• [Texto mostrado]

A veces llegan madres. Algunas también aprendieron a leer aquí o continuaron y terminaron su bachillerato con la ayuda de Nohora. Otras buscan entender mejor los cuadernos de sus hijos, para ayudarles en casa cuando el trabajo les deja un respiro. Muchos habitantes en Altos del Pino trabajan en Bogotá, lo que significa salir de casa temprano en la madrugada y volver tarde en la noche por los tiempos de los trayectos. Varias son empleadas domésticas, meseros, cocineros, albañiles o realizan otros oficios, pero siempre implican un desplazamiento que, muy a la colombiana, se mide más en tiempo que en distancia.

• [Datos aportados]
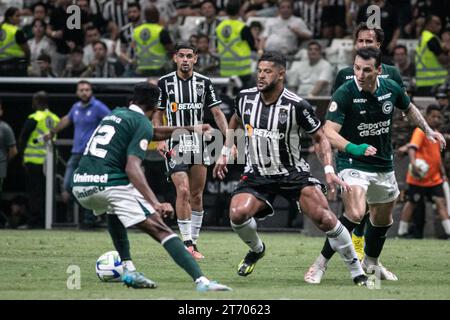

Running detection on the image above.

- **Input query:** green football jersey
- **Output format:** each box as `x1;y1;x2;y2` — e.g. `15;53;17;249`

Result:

• [Consigna 1]
Pasa a una lista breve el párrafo del texto mostrado que empieza con «A veces llegan madres», sin perder sus datos principales.
• [Consigna 2]
Copia tal cual el fragmento del texto mostrado que arranca en las palabras «A veces llegan» y termina después de «que en distancia.».

• [Respuesta 1]
- A veces llegan madres.
- Algunas aprendieron a leer allí o terminaron el bachillerato con ayuda de Nohora.
- Otras quieren entender mejor los cuadernos de sus hijos para ayudarles en casa cuando el trabajo se lo permite.
- Muchos habitantes de Altos del Pino trabajan en Bogotá. Salen de madrugada y vuelven tarde en la noche por lo que tardan los trayectos.
- Varias son empleadas domésticas, meseros, cocineros o albañiles, o tienen otros oficios.
- Todos esos trabajos implican un desplazamiento que, muy a la colombiana, se mide más en tiempo que en distancia.

• [Respuesta 2]
A veces llegan madres. Algunas también aprendieron a leer aquí o continuaron y terminaron su bachillerato con la ayuda de Nohora. Otras buscan entender mejor los cuadernos de sus hijos, para ayudarles en casa cuando el trabajo les deja un respiro. Muchos habitantes en Altos del Pino trabajan en Bogotá, lo que significa salir de casa temprano en la madrugada y volver tarde en la noche por los tiempos de los trayectos. Varias son empleadas domésticas, meseros, cocineros, albañiles o realizan otros oficios, pero siempre implican un desplazamiento que, muy a la colombiana, se mide más en tiempo que en distancia.